- [What is asked]
Copy out exactly the lines of the listing below, from the line containing "surface, that would be most appreciated." through the last line of the listing, including both of those lines.

>> begin Information provided

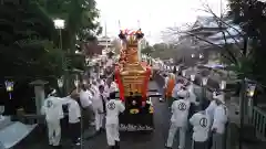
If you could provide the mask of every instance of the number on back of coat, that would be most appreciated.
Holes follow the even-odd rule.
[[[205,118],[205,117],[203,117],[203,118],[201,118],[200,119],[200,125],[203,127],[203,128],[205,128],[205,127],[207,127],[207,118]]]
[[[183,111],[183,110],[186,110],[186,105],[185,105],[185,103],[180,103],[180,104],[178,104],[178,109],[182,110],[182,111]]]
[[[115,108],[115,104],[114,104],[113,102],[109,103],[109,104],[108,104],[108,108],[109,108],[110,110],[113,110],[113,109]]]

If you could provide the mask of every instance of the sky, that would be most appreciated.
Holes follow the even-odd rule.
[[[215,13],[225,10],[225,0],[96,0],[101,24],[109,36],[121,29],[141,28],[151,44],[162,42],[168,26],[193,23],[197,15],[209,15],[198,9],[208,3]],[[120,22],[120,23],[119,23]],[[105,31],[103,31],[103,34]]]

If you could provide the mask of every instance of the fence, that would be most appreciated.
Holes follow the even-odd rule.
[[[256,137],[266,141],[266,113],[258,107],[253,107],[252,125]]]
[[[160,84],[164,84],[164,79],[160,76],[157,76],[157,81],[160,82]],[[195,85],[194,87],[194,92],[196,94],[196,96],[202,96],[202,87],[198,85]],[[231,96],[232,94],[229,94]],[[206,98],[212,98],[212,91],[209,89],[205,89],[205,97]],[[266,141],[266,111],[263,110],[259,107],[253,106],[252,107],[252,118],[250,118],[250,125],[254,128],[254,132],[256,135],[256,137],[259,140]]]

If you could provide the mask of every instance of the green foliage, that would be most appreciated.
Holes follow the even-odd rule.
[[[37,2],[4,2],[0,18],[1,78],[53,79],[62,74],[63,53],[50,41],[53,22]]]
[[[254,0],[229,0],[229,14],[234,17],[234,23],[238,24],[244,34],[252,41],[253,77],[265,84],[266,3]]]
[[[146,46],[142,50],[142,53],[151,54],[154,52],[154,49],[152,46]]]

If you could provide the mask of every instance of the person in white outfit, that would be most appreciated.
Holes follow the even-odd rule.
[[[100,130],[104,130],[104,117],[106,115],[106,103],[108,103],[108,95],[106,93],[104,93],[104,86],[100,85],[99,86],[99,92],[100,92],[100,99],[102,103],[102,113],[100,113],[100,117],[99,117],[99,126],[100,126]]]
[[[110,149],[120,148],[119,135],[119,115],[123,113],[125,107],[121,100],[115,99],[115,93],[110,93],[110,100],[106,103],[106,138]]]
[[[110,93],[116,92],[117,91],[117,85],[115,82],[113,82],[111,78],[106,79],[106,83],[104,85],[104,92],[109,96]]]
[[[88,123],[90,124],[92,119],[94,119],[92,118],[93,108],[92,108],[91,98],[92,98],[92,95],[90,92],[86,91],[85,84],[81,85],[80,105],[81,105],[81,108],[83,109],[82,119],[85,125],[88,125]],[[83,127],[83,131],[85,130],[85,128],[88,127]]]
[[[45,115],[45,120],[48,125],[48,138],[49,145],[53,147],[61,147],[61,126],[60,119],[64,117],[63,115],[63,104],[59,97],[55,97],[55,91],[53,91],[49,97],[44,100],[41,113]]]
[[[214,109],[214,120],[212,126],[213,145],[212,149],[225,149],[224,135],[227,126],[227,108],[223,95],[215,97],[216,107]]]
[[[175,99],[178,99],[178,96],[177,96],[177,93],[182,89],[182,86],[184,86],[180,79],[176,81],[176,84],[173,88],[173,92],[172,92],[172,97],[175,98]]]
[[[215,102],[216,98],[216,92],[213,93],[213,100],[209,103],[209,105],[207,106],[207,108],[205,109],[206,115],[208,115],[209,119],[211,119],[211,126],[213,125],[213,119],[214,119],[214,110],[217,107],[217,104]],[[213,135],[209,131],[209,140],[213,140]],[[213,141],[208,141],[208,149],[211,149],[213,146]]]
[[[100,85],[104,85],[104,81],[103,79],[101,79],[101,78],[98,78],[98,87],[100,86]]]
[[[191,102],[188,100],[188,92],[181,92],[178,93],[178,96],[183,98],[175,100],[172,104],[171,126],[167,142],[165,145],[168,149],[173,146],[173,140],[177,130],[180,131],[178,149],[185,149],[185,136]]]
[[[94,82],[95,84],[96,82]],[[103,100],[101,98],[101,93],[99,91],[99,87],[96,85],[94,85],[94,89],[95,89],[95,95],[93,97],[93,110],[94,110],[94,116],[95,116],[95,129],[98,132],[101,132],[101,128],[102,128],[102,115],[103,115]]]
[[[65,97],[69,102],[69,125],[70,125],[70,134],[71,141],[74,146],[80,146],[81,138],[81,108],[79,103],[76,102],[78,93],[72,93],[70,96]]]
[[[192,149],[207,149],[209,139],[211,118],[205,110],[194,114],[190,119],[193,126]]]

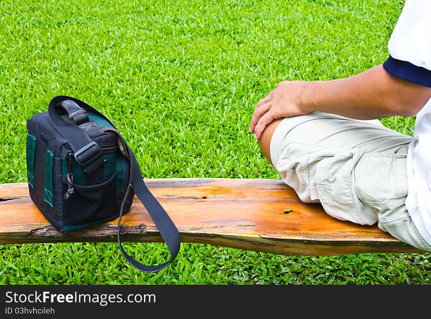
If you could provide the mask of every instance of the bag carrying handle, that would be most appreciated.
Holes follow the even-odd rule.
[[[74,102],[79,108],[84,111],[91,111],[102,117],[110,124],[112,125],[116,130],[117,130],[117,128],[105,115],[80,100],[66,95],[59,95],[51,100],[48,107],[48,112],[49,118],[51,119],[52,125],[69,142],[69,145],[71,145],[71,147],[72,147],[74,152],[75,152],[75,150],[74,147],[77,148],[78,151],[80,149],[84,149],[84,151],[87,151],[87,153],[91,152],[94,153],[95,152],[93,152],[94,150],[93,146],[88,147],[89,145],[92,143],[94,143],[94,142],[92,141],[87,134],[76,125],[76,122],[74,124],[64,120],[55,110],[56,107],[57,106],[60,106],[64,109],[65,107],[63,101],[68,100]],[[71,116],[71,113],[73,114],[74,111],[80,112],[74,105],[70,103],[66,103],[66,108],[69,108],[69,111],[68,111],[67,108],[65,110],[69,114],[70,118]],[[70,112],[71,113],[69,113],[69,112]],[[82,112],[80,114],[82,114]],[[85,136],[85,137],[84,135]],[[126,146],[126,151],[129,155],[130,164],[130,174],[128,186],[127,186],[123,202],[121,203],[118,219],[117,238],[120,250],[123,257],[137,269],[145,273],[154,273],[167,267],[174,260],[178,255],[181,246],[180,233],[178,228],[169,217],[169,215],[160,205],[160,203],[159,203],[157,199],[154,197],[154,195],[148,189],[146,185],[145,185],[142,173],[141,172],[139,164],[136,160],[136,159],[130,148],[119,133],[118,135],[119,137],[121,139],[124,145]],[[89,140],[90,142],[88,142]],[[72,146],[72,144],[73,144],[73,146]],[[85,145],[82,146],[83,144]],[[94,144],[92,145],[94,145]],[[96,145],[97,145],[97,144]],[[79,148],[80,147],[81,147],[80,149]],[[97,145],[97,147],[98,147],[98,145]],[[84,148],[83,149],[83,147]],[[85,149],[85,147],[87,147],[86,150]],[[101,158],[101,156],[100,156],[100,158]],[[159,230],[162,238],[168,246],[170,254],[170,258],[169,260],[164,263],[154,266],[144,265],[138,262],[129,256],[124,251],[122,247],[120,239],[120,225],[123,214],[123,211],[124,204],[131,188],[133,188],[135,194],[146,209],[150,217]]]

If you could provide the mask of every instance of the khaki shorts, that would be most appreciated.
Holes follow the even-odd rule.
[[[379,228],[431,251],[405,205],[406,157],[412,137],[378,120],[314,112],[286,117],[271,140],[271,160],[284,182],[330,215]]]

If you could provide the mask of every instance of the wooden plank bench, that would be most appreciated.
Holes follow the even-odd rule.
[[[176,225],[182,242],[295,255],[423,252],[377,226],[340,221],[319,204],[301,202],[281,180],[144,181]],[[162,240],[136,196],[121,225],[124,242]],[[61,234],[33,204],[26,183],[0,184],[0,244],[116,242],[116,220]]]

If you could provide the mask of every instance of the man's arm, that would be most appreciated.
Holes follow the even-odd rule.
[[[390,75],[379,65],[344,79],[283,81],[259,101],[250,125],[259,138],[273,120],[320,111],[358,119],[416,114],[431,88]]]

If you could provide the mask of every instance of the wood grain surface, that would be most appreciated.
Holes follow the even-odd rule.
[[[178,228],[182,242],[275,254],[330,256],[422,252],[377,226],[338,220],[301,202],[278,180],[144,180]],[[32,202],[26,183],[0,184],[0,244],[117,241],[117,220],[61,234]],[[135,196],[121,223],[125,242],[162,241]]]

>> end Information provided

- [Written solution]
If you could provide the mask of every instance of the wood grain surface, that would be most appreciated.
Holes follow the even-odd rule.
[[[178,228],[182,242],[275,254],[330,256],[422,252],[377,226],[338,220],[301,202],[278,180],[144,180]],[[32,202],[26,183],[0,184],[0,244],[117,241],[117,220],[61,234]],[[135,196],[121,223],[125,242],[162,241]]]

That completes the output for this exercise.